On 9 May 1326 Taynal replaced Qaratay as Na'ib ("governor") of Mamlakat Tarabulus (Tripoli Province) after being appointed by Tankiz, the Viceroy of Syria. Throughout his first term as governor, Taynal opposed some of Tankiz's policies, arousing the latter's anger. As punishment, Tankiz demoted Taynal, assigning him to the post of Na'ib of Gaza. Taynal replaced Tuluntari al-Jukandari by Muharram 733 (September/October 1332). Gaza was a less important province, the powers of its governor having been reduced in concurrence with Taynal's appointment.

In 1335 relations between Taynal and Tankiz had warmed, and Taynal was reassigned as Na'ib of Tripoli. It was during this term, in 1336, that Taynal had the famous mosque bearing his name constructed. Waqf ("religious endowment") documents in the mosque indicate that he maintained vast wealth. The 14th-century traveler Ibn Batutah wrote of the lavishness of the transportation convoys Taynal used in Tripoli. He resided in a mansion known as Dar al-Saadah (Abode of Felicity). Taynal had a house for himself built on the site of an "old Fatimid hospital," as noted by Ibn Batutah, near the al-Azhar Mosque in Cairo and also maintained a residence in Damascus, which later became a religious school known as "Madrasah Taynaliyya."

When Tankiz was deposed in 1340, Taynal was stripped of his governorship, but was reappointed in 1341. He served out his third term as governor until his death in Damascus in 1343. Although the Taynal Mosque in Tripoli was also intended to be a mausoleum for Taynal, he was buried in Damascus.

Aruqtay was appointed as Governor of Tripoli when Taynal was dismissed.

=== Recorded data ===
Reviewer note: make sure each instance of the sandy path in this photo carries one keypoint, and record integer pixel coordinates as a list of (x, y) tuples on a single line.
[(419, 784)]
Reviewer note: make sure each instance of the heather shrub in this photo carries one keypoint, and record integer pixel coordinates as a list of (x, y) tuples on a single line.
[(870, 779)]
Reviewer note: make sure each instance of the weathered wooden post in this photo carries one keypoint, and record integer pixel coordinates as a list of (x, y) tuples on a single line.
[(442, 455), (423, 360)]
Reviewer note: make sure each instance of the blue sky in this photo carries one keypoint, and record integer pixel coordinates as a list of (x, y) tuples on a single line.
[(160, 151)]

...

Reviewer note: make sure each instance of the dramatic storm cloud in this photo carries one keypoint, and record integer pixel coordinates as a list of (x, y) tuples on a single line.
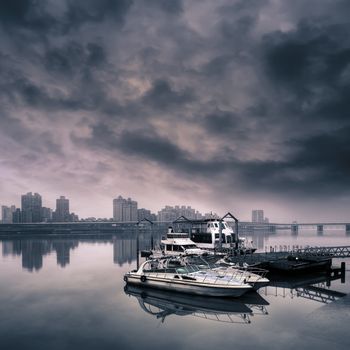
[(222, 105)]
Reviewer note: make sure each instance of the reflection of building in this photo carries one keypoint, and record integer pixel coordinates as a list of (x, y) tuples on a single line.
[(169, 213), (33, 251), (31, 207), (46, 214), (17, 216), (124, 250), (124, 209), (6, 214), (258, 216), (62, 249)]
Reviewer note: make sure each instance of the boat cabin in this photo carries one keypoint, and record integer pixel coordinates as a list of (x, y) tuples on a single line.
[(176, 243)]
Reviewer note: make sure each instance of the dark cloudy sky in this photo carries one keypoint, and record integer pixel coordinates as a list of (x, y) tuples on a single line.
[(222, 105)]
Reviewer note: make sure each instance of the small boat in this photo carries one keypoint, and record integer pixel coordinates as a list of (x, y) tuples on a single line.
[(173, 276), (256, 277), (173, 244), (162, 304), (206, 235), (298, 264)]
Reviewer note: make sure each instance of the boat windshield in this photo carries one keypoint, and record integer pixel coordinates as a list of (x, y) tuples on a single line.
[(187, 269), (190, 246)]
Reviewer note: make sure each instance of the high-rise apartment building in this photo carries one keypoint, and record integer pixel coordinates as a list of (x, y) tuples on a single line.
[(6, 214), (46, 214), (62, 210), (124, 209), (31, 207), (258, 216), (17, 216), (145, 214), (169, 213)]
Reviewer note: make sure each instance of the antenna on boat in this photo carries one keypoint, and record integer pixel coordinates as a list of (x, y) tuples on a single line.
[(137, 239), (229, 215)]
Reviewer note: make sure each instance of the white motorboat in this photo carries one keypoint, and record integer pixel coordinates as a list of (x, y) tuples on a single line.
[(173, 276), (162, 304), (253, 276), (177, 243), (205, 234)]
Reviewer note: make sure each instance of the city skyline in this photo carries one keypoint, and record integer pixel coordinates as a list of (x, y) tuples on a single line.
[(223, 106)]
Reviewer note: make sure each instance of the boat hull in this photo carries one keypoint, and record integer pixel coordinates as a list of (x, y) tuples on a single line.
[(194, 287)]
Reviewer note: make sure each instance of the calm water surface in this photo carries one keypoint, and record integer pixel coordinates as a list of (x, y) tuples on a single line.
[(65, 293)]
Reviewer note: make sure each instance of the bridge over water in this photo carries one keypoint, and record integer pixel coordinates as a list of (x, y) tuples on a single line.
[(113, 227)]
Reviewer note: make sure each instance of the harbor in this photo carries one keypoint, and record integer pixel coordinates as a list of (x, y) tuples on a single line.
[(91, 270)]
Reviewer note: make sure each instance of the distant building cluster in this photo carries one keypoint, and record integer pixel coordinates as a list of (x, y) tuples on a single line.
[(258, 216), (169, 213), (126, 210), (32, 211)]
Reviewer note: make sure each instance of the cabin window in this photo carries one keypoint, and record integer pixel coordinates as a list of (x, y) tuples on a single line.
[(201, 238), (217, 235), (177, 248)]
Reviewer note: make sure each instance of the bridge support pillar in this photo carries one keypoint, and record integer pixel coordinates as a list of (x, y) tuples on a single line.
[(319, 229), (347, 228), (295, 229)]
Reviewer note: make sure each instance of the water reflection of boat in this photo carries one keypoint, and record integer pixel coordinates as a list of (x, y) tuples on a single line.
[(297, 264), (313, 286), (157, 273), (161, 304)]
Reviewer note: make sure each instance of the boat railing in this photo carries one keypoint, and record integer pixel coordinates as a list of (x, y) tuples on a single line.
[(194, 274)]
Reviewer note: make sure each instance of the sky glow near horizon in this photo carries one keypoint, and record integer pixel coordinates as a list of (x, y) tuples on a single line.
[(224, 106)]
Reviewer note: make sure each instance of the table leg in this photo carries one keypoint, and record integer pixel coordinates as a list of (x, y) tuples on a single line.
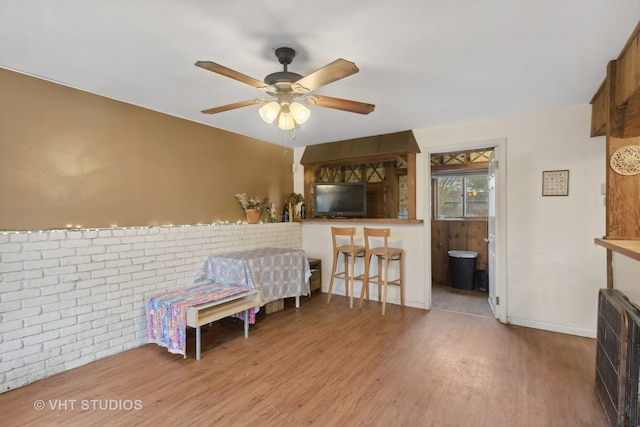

=== What you are asked to do ===
In the text about Taynal, rewrite the part from "When Tankiz was" to "buried in Damascus.", replacing "governorship" with "post" everywhere it occurs.

=== Reply to the task ===
When Tankiz was deposed in 1340, Taynal was stripped of his post, but was reappointed in 1341. He served out his third term as governor until his death in Damascus in 1343. Although the Taynal Mosque in Tripoli was also intended to be a mausoleum for Taynal, he was buried in Damascus.